#### What to work on:
What appears from the first line of the data below through the line containing "negative clicks: (166, 200)", both included, should be copied exactly, and nothing else.

+++ Supplied information

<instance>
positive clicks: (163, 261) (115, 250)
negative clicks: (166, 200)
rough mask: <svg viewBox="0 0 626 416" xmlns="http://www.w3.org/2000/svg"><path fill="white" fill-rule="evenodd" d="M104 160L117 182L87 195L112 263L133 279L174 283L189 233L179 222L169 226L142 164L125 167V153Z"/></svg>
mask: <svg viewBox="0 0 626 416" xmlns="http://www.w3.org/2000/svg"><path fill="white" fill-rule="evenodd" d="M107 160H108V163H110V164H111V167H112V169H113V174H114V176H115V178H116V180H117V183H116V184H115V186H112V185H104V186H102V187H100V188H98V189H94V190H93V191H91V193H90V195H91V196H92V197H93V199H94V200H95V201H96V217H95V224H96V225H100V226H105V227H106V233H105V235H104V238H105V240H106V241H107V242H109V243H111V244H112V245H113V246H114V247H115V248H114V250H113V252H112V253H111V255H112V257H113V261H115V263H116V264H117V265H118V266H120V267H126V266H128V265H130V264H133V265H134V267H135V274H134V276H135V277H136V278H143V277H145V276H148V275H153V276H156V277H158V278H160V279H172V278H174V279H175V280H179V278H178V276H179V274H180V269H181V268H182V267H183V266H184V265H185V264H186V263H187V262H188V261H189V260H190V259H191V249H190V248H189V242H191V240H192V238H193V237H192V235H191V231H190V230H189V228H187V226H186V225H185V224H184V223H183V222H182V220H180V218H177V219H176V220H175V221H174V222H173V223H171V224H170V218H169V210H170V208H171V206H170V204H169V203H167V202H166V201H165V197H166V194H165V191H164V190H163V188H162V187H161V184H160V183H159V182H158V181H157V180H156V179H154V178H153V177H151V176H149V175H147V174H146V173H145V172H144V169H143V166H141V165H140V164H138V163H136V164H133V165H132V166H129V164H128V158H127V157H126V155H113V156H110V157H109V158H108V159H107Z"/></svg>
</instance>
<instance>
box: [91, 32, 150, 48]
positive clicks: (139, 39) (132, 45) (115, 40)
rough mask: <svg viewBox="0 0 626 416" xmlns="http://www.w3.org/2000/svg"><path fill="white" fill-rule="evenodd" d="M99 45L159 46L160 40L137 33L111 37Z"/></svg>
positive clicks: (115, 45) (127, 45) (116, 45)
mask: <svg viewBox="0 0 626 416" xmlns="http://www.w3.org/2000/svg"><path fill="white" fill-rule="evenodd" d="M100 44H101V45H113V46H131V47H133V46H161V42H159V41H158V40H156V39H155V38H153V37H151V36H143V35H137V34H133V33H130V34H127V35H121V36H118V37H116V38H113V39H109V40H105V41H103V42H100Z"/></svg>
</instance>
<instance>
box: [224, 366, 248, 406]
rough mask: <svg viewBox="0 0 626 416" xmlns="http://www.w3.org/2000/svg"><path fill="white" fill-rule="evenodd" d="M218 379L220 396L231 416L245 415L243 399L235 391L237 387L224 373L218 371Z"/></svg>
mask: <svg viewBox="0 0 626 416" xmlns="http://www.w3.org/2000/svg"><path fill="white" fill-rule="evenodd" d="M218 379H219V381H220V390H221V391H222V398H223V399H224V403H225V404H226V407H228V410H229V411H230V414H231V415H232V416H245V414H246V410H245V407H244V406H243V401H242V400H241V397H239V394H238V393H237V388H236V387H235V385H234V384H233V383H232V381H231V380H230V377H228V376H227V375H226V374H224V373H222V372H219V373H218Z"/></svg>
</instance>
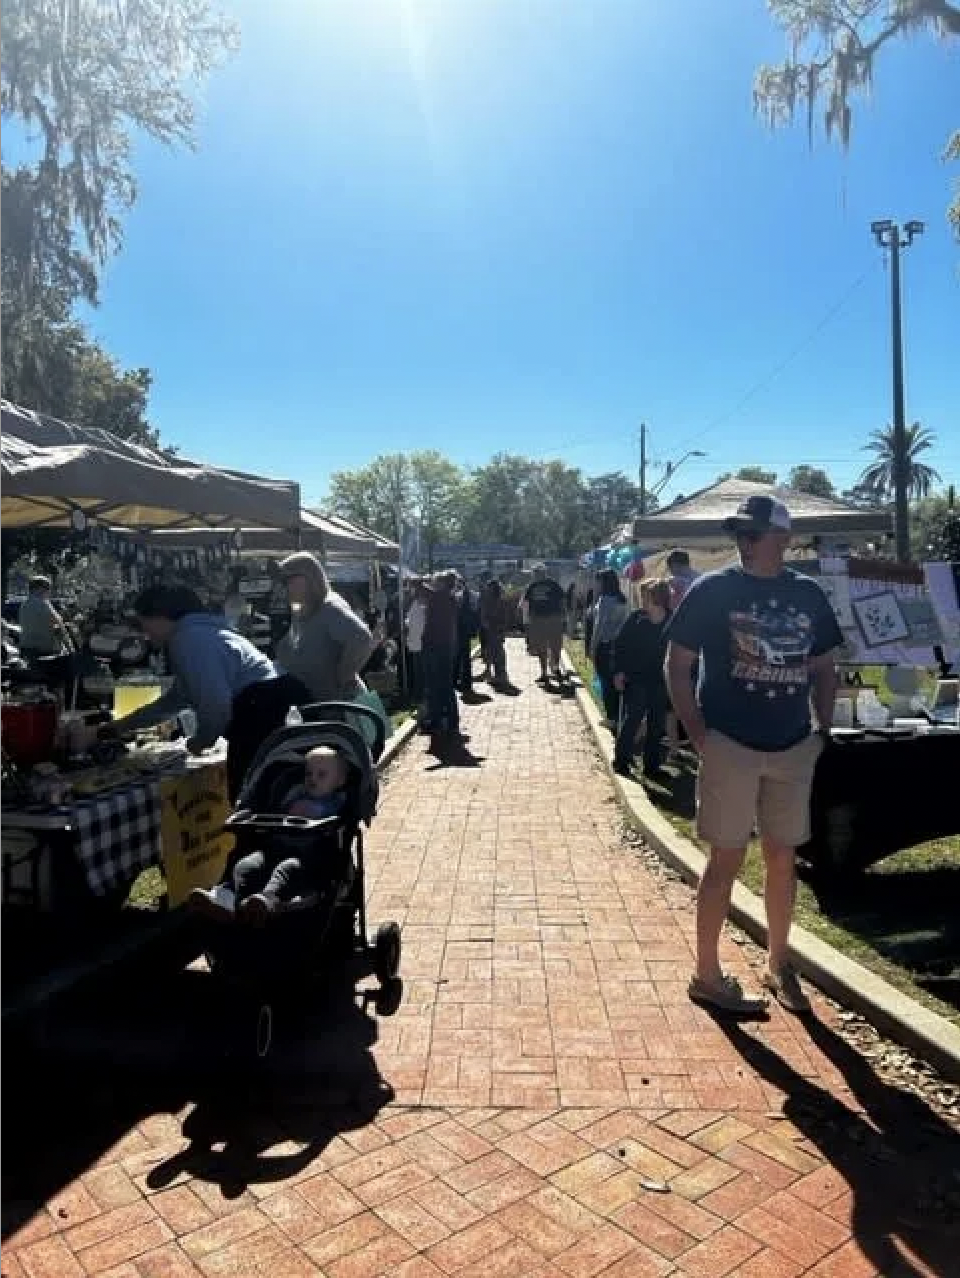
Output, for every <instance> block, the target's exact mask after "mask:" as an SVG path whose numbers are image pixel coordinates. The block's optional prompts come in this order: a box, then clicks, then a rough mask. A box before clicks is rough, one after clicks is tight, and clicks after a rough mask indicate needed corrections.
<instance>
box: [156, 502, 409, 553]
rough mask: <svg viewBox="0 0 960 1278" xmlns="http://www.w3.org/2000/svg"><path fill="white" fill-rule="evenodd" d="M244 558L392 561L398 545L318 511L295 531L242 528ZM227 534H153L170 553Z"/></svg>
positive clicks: (255, 528)
mask: <svg viewBox="0 0 960 1278" xmlns="http://www.w3.org/2000/svg"><path fill="white" fill-rule="evenodd" d="M238 530H239V533H240V547H242V552H243V553H244V555H253V556H258V555H283V553H284V552H289V551H295V550H304V551H316V553H318V555H321V556H322V557H323V558H325V560H337V558H353V560H359V558H362V560H368V561H375V562H392V561H395V560H396V557H398V552H399V551H398V546H396V542H390V541H387V539H386V538H385V537H380V535H378V534H377V533H373V532H371V530H369V529H367V528H360V527H358V525H355V524H350V523H348V521H346V520H345V519H340V518H339V516H337V515H326V514H323V512H322V511H318V510H300V515H299V523H298V527H297V528H295V529H281V528H275V529H267V528H239V529H238ZM222 538H224V533H222V530H217V529H213V528H173V529H169V530H162V532H156V533H152V534H150V537H148V538H147V541H148V542H150V543H151V544H152V546H159V547H164V548H166V550H194V548H199V547H203V546H216V544H219V543H220V542H222Z"/></svg>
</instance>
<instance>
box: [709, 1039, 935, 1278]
mask: <svg viewBox="0 0 960 1278" xmlns="http://www.w3.org/2000/svg"><path fill="white" fill-rule="evenodd" d="M715 1020H716V1024H717V1025H718V1026H720V1029H721V1030H722V1033H724V1034H725V1035H726V1036H727V1038H729V1039H730V1042H731V1043H732V1044H734V1047H735V1048H736V1049H738V1051H739V1052H740V1054H741V1056H743V1058H744V1059H745V1061H747V1062H748V1065H750V1066H752V1067H753V1068H754V1070H755V1071H757V1072H758V1074H759V1075H761V1076H762V1077H763V1079H766V1080H767V1081H768V1082H772V1084H773V1085H775V1086H776V1088H778V1089H781V1090H782V1091H785V1093H786V1100H785V1102H784V1114H785V1116H786V1117H787V1118H789V1120H790V1121H791V1122H793V1123H794V1126H795V1127H796V1128H798V1130H799V1131H800V1132H803V1135H804V1137H805V1139H807V1140H808V1141H809V1143H810V1144H812V1145H814V1146H816V1148H817V1149H818V1150H819V1153H821V1155H822V1157H823V1158H826V1159H827V1162H830V1163H831V1166H832V1167H833V1168H835V1169H836V1171H837V1172H839V1174H840V1176H841V1177H842V1178H844V1180H845V1181H846V1183H848V1185H849V1187H850V1191H851V1195H853V1203H851V1206H850V1222H849V1223H850V1227H851V1229H853V1235H854V1237H855V1238H856V1242H858V1246H859V1247H860V1250H862V1251H863V1254H864V1255H865V1256H867V1258H868V1259H869V1260H871V1263H872V1264H873V1265H874V1266H876V1272H877V1273H881V1274H883V1275H885V1278H920V1275H925V1274H928V1273H937V1274H947V1273H954V1272H956V1261H957V1256H960V1213H959V1212H957V1205H959V1204H957V1181H956V1177H955V1173H956V1168H957V1167H959V1166H960V1135H957V1132H956V1131H955V1130H954V1128H952V1127H951V1126H950V1125H948V1123H947V1122H945V1120H943V1118H941V1117H940V1116H938V1114H937V1113H936V1112H934V1111H933V1109H931V1108H929V1107H928V1105H927V1104H925V1103H924V1102H923V1100H922V1099H920V1098H919V1097H917V1095H914V1094H911V1093H909V1091H902V1090H901V1089H900V1088H895V1086H890V1085H888V1084H886V1082H885V1081H883V1080H882V1079H881V1077H878V1075H877V1074H876V1072H874V1071H873V1070H872V1068H871V1066H869V1065H868V1062H867V1061H865V1059H864V1058H863V1057H862V1056H860V1054H859V1052H856V1051H855V1049H854V1048H851V1047H850V1044H848V1043H846V1042H845V1040H844V1039H842V1038H840V1035H839V1034H836V1033H835V1031H833V1030H831V1029H830V1028H828V1026H827V1025H825V1024H823V1021H821V1020H817V1019H816V1017H814V1016H807V1017H803V1024H804V1026H805V1028H807V1030H808V1033H809V1035H810V1039H812V1040H813V1044H814V1045H816V1047H817V1048H818V1049H819V1051H821V1052H822V1053H823V1054H825V1056H826V1057H827V1058H828V1059H830V1061H831V1062H832V1063H833V1065H835V1066H836V1068H837V1070H839V1071H840V1072H841V1074H842V1076H844V1079H845V1080H846V1084H848V1086H849V1088H850V1091H851V1093H853V1095H854V1098H855V1099H856V1102H858V1103H859V1105H860V1107H862V1111H863V1112H860V1113H858V1112H855V1111H854V1109H849V1108H848V1107H846V1105H845V1104H844V1103H842V1102H840V1100H839V1099H837V1098H835V1097H833V1095H831V1094H830V1091H827V1090H826V1089H825V1088H822V1086H819V1084H817V1082H813V1081H812V1080H810V1079H807V1077H804V1076H803V1075H800V1074H798V1071H796V1070H794V1068H793V1066H790V1065H789V1063H787V1062H786V1061H784V1059H782V1058H781V1057H780V1056H777V1053H776V1052H775V1051H772V1049H771V1048H770V1047H767V1045H766V1044H764V1043H762V1042H759V1040H758V1039H757V1038H755V1036H754V1035H753V1034H750V1033H748V1031H745V1030H744V1029H741V1028H740V1026H739V1025H736V1024H734V1022H730V1021H727V1020H726V1019H724V1017H722V1016H717V1017H715Z"/></svg>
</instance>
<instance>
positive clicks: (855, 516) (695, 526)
mask: <svg viewBox="0 0 960 1278" xmlns="http://www.w3.org/2000/svg"><path fill="white" fill-rule="evenodd" d="M754 495H759V496H764V497H776V500H777V501H782V502H784V505H785V506H786V507H787V510H789V511H790V515H791V519H793V530H794V533H795V534H796V535H798V537H826V538H828V539H831V541H835V542H851V541H862V539H863V538H867V537H878V535H885V534H887V533H891V532H892V527H894V521H892V516H891V515H890V512H888V511H886V510H858V509H856V507H855V506H849V505H848V504H846V502H844V501H839V500H836V498H832V497H830V498H828V497H813V496H810V495H809V493H807V492H796V491H794V489H793V488H784V487H780V486H776V484H766V483H753V482H750V481H747V479H720V481H718V482H717V483H715V484H711V487H709V488H702V489H701V491H699V492H695V493H693V495H692V496H690V497H681V498H679V500H677V501H675V502H672V505H670V506H665V507H663V510H658V511H657V512H656V514H654V515H643V516H640V518H638V519H635V520H634V523H633V535H634V537H635V538H637V539H639V541H640V542H643V544H644V546H674V544H676V546H689V544H690V542H699V543H724V542H727V543H729V539H730V538H729V534H726V533H725V532H724V529H722V524H724V520H725V519H727V518H729V516H730V515H732V514H735V512H736V507H738V506H739V505H740V502H743V501H745V500H747V498H748V497H752V496H754Z"/></svg>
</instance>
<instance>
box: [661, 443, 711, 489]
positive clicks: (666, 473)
mask: <svg viewBox="0 0 960 1278" xmlns="http://www.w3.org/2000/svg"><path fill="white" fill-rule="evenodd" d="M706 456H707V454H706V452H703V451H702V450H701V449H690V451H689V452H684V455H683V456H681V458H680V460H679V461H667V473H666V474H665V475H663V478H662V479H661V481H660V483H658V484H657V486H656V488H654V489H653V496H654V497H658V496H660V493H661V492H662V491H663V489H665V488H666V486H667V484H669V483H670V481H671V479H672V478H674V475H675V474H676V472H677V470H679V469H680V466H681V465H683V464H684V461H686V460H688V459H689V458H706Z"/></svg>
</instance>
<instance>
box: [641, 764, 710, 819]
mask: <svg viewBox="0 0 960 1278" xmlns="http://www.w3.org/2000/svg"><path fill="white" fill-rule="evenodd" d="M644 789H646V791H647V797H648V799H649V801H651V803H652V804H653V805H654V808H660V809H661V810H662V812H665V813H667V814H672V815H674V817H683V818H684V820H693V819H694V817H695V815H697V762H695V760H694V759H690V758H688V757H686V755H685V754H680V755H679V757H677V758H676V759H675V760H674V762H672V763H667V764H665V766H663V768H662V771H661V774H660V776H658V777H656V778H651V777H646V778H644Z"/></svg>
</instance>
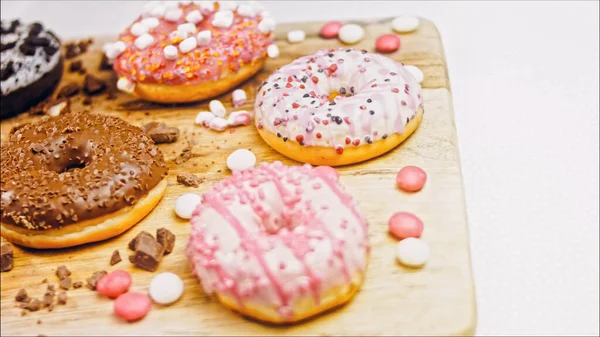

++++++

#### Written solution:
<instance>
positive clicks: (163, 261) (115, 250)
negative clicks: (166, 200)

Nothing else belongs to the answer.